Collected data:
= = =
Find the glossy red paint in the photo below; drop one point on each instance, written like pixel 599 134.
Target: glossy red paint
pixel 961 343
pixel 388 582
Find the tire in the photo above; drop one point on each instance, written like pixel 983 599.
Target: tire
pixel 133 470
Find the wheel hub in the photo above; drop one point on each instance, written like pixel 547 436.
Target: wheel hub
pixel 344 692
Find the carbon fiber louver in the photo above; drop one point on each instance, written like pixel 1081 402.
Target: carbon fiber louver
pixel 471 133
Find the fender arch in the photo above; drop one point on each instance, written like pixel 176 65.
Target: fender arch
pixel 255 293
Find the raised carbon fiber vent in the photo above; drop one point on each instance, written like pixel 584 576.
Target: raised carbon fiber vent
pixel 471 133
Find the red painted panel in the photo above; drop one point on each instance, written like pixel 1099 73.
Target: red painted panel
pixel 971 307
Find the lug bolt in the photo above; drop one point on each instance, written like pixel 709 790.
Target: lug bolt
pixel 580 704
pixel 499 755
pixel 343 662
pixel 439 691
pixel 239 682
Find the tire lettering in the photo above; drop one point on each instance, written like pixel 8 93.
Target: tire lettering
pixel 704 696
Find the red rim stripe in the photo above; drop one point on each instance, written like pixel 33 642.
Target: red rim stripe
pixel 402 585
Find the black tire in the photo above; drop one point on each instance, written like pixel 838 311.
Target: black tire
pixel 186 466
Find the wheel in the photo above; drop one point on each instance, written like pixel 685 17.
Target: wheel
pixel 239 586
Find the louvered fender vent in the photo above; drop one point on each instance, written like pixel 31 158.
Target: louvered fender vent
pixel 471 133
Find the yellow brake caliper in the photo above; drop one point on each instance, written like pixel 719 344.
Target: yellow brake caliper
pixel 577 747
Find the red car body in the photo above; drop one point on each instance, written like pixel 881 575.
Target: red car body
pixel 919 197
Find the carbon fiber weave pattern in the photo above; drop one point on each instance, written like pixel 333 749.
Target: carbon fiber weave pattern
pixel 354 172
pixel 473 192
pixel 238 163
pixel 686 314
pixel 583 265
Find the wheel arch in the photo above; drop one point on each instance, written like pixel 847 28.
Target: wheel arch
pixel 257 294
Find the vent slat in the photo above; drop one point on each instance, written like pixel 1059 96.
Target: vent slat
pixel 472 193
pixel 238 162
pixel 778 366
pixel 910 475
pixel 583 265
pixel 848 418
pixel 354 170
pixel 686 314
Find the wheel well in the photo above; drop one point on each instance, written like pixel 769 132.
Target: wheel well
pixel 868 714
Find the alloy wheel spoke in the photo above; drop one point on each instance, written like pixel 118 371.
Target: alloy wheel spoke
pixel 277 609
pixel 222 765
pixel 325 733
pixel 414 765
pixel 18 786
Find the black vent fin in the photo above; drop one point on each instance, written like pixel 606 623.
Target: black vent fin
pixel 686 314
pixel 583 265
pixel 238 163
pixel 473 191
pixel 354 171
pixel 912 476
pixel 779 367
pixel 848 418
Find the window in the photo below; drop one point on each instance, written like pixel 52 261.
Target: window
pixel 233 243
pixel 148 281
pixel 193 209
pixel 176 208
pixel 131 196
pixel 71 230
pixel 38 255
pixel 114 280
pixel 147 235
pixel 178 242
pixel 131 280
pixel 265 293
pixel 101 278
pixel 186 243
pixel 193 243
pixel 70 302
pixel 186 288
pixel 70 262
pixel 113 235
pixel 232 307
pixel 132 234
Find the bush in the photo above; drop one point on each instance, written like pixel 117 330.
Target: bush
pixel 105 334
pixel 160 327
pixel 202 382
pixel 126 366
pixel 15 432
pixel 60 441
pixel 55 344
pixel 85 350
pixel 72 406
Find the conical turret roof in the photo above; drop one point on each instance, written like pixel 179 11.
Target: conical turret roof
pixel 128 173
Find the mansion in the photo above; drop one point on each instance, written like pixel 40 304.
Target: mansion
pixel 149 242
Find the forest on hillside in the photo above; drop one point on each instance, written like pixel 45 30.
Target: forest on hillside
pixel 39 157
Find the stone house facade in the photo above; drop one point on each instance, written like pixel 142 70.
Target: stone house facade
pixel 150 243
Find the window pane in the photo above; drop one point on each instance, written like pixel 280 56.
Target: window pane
= = =
Task to carry out: Copy out the records word for word, starting at the very first line and ending at the line that contains "pixel 133 470", with both of those lines included.

Solution:
Find the glossy red paint in the photo below; drop one point on each instance, written like pixel 599 134.
Target: glossy red paint
pixel 961 343
pixel 388 582
Find the tire in the photo above; drop one point on each instance, written like pixel 983 599.
Target: tire
pixel 133 470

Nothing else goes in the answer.